"""

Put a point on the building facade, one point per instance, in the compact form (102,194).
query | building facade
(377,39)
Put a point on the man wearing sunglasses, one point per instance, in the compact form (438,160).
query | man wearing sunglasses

"""

## What is asked
Repeat only the stretch of lines starting at the one containing "Put a point on the man" and running to the final line of the entries above.

## Solved exercise
Put a point on the man wearing sunglasses, one point per instance, in the compact form (438,160).
query | man wearing sunglasses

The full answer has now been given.